[Start Data entries]
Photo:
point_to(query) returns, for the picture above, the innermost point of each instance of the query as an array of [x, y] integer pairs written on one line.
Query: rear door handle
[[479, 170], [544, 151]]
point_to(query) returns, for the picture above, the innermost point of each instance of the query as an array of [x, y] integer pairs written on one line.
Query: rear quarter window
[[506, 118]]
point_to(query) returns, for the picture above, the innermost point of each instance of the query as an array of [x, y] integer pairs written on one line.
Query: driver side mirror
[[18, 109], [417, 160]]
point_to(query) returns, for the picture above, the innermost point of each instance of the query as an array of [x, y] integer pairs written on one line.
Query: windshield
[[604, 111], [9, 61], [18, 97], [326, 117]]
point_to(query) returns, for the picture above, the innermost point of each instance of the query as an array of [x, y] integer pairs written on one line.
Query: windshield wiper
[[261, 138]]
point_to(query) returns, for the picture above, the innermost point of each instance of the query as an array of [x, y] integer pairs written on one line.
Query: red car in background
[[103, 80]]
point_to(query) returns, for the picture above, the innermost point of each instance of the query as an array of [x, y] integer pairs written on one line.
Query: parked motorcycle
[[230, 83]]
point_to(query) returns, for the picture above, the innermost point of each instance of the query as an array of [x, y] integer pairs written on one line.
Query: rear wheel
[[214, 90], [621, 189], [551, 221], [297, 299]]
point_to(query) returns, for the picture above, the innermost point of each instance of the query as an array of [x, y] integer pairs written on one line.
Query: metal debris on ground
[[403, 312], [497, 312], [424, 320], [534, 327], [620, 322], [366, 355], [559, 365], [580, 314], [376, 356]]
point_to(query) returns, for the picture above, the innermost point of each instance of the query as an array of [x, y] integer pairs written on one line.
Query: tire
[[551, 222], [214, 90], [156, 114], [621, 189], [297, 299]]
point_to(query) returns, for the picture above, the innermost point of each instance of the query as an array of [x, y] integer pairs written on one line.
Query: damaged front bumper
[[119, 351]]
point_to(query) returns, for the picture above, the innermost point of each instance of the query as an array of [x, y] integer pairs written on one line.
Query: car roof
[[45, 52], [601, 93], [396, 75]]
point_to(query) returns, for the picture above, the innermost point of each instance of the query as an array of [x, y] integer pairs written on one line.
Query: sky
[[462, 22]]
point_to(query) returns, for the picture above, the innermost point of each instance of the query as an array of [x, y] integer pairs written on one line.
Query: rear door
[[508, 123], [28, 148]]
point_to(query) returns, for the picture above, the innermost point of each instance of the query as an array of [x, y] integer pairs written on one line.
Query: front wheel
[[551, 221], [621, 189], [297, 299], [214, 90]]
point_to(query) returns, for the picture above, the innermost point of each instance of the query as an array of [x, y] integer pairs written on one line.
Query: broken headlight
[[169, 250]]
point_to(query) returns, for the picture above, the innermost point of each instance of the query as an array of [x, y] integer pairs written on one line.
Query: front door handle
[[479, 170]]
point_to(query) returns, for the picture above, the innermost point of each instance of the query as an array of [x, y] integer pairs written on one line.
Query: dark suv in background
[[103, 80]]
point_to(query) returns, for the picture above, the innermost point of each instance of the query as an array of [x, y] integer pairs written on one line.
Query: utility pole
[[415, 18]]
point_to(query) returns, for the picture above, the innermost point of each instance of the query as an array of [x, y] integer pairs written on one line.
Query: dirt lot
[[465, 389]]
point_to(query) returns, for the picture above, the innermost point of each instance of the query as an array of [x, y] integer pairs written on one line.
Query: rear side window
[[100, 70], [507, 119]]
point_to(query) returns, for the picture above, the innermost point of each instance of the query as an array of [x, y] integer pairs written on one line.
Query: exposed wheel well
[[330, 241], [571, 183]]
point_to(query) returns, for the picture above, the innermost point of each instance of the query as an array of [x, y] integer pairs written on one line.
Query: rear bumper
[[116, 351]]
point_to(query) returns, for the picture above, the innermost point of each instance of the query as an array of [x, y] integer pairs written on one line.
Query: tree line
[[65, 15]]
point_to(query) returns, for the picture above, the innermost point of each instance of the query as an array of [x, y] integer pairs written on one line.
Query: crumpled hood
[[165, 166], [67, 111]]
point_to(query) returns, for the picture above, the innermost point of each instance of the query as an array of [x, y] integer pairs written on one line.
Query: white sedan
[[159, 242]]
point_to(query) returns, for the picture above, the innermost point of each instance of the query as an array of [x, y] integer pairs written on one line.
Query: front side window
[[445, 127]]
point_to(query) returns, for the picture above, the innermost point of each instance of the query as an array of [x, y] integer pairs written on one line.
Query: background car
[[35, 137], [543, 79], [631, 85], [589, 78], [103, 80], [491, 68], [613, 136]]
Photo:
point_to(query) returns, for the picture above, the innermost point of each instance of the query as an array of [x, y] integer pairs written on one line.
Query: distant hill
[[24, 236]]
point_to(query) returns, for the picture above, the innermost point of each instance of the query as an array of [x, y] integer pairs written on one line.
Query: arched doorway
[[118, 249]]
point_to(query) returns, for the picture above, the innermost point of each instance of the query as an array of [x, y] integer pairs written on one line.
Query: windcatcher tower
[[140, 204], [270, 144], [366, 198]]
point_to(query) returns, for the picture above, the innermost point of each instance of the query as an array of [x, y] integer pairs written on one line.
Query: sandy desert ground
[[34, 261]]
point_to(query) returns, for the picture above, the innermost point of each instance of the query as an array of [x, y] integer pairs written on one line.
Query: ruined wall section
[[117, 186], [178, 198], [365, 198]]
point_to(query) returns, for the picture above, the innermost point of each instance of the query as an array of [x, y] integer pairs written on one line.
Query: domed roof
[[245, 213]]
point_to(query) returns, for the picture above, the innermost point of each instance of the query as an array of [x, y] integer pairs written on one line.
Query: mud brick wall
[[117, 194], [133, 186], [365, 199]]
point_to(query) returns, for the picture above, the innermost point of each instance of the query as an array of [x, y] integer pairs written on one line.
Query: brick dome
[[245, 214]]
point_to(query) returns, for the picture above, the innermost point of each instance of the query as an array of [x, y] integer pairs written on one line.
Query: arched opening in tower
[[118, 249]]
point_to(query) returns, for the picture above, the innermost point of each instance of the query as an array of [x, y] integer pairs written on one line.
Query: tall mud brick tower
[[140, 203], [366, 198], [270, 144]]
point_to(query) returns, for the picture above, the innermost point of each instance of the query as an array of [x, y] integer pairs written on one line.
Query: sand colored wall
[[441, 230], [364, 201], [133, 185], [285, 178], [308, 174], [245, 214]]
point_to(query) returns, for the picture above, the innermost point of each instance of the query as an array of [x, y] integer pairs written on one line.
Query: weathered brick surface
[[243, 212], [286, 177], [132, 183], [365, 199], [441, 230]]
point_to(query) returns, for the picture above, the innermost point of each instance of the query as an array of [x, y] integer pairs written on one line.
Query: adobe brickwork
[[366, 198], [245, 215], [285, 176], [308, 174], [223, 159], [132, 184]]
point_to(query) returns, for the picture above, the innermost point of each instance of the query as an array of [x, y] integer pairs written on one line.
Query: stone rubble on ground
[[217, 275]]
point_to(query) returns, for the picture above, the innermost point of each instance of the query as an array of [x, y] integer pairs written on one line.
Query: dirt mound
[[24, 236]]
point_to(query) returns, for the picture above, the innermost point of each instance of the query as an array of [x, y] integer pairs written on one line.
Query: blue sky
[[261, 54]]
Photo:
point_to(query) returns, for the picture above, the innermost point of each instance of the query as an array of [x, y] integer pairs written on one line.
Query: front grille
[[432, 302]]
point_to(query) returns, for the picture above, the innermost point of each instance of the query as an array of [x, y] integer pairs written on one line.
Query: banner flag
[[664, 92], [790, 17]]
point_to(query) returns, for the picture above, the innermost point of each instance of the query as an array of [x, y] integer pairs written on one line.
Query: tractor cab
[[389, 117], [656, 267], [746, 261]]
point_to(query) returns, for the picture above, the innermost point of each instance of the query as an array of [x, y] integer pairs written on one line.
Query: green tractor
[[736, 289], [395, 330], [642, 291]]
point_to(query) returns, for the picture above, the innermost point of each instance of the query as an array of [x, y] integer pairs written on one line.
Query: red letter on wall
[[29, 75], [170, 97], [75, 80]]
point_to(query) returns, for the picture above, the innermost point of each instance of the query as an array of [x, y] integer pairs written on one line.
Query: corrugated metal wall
[End Data entries]
Written task | Convert the material above, from its first line through the line containing "[[479, 170], [544, 151]]", into a JSON array of strings with one string per line, both ends included. Leave out any blank lines.

Exercise result |
[
  "Photo:",
  "point_to(query) returns, for the picture above, the innermost point of each instance of the query as an array of [x, y] integer pairs written on one line.",
  "Query: rear door handle",
  "[[479, 170], [544, 151]]"
]